## Task instructions
Show each line of the entries below that contains the word "pink". Only lines where the word appears with the same capitalization count.

━━ Stored records ━━

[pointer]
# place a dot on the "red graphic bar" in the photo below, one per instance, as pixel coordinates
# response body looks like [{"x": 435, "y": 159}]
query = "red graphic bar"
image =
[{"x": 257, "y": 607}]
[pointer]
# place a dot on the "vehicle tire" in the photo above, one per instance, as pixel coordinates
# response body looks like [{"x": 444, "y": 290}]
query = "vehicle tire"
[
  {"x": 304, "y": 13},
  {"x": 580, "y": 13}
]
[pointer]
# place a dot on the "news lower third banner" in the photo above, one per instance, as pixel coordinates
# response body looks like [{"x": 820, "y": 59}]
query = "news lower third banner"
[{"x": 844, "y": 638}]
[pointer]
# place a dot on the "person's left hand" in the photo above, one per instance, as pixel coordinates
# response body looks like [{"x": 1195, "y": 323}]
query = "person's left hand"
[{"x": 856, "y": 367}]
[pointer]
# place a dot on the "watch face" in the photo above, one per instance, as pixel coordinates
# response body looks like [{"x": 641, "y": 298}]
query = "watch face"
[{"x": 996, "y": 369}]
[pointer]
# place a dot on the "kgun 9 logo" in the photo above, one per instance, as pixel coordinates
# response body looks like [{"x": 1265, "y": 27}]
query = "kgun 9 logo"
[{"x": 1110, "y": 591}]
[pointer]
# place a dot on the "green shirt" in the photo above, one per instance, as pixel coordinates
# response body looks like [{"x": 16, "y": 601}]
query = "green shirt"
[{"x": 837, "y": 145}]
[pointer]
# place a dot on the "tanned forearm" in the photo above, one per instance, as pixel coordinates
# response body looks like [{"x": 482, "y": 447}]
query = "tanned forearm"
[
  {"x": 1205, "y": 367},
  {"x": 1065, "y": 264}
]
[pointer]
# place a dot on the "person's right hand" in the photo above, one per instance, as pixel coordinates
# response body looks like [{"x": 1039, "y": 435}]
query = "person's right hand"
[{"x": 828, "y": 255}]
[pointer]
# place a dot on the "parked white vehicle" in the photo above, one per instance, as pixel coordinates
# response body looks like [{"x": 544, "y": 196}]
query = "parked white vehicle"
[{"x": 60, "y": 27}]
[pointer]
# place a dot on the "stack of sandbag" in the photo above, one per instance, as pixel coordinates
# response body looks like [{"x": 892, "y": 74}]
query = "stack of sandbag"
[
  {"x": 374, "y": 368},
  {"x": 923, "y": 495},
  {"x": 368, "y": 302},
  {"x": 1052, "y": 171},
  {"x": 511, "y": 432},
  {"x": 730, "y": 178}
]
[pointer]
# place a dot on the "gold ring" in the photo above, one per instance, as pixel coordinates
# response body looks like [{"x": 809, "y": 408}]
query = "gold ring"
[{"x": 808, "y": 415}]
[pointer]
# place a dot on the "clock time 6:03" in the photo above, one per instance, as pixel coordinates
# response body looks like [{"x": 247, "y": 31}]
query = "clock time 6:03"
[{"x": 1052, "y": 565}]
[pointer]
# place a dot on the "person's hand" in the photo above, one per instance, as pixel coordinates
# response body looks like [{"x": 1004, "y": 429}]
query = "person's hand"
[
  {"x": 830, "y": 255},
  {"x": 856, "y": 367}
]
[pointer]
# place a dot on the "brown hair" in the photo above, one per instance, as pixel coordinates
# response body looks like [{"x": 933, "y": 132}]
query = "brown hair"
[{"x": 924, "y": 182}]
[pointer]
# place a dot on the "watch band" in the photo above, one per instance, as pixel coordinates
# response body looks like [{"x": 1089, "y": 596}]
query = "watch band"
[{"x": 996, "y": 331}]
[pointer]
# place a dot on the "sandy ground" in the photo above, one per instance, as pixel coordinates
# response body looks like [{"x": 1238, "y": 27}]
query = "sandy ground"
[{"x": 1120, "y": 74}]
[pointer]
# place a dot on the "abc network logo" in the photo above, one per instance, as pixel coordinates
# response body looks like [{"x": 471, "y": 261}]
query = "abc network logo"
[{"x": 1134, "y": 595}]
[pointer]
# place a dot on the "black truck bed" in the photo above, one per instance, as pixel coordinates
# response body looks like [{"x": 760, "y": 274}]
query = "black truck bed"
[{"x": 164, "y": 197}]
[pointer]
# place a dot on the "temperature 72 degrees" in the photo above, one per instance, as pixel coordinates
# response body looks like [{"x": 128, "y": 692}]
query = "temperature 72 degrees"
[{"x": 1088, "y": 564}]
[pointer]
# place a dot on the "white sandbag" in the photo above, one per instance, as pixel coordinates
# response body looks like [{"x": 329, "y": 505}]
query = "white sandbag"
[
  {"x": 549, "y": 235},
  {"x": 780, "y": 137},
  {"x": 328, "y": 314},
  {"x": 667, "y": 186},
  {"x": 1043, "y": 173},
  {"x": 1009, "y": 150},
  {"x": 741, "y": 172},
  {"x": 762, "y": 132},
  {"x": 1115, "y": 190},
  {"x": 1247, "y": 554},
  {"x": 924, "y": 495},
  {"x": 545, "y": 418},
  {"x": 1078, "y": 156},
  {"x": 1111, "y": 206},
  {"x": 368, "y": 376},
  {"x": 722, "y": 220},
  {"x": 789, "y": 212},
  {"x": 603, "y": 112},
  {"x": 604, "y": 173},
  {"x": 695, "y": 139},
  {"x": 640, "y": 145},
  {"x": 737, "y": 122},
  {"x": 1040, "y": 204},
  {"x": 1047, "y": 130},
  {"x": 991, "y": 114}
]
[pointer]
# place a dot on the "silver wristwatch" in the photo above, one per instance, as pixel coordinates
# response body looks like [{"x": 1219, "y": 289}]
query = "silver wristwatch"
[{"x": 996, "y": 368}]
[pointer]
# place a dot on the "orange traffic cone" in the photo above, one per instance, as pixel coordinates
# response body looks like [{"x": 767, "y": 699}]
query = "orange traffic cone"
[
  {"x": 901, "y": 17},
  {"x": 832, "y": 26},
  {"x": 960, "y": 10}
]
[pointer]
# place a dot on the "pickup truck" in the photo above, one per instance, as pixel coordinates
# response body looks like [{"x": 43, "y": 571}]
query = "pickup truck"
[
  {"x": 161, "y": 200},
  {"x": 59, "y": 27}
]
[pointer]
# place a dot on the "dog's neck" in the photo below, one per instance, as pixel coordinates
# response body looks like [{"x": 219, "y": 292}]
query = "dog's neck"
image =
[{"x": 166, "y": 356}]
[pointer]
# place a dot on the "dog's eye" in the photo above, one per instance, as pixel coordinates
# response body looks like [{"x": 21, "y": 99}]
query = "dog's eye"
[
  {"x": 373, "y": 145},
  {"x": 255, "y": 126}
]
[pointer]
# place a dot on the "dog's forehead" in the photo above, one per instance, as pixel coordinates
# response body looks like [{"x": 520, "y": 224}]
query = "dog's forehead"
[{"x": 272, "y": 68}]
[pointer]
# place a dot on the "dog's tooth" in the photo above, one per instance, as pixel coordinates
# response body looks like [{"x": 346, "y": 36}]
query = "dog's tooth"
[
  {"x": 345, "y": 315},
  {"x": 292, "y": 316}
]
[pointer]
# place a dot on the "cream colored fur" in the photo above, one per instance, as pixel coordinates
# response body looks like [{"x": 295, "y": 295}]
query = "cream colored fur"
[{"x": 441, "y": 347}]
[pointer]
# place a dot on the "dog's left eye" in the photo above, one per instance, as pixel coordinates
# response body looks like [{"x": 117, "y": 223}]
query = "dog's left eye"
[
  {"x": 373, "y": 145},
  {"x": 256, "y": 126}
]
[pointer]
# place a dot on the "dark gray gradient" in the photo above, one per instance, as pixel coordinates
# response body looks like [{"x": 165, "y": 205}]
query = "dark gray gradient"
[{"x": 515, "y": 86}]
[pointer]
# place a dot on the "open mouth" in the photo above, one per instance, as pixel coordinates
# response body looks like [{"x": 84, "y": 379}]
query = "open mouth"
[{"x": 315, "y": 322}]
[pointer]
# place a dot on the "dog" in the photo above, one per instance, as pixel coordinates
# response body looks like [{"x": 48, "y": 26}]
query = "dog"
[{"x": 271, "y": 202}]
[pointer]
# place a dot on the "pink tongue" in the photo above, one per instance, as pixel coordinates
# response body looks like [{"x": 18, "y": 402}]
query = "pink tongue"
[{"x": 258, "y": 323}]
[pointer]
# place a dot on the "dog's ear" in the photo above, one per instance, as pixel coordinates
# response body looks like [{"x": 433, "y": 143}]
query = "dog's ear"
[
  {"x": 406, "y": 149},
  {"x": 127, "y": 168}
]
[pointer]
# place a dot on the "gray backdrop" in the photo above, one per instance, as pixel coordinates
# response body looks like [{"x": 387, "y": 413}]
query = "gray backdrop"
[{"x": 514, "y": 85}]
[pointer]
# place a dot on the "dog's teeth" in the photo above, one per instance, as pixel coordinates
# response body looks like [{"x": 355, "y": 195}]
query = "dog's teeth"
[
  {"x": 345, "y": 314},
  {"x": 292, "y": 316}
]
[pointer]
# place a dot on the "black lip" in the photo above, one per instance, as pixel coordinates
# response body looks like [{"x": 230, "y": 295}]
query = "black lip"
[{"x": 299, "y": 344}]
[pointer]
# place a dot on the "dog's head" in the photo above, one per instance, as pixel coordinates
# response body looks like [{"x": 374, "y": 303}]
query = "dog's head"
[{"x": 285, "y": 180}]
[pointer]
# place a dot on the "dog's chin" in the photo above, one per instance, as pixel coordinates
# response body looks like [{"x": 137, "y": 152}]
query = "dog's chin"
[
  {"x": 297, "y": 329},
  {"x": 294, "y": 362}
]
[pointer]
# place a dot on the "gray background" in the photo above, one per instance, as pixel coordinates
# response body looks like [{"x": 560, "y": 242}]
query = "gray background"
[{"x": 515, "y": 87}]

━━━

## Solution for this problem
# place a dot on the "pink tongue" in the photo above, one per instance, as pixel coordinates
query = "pink tongue"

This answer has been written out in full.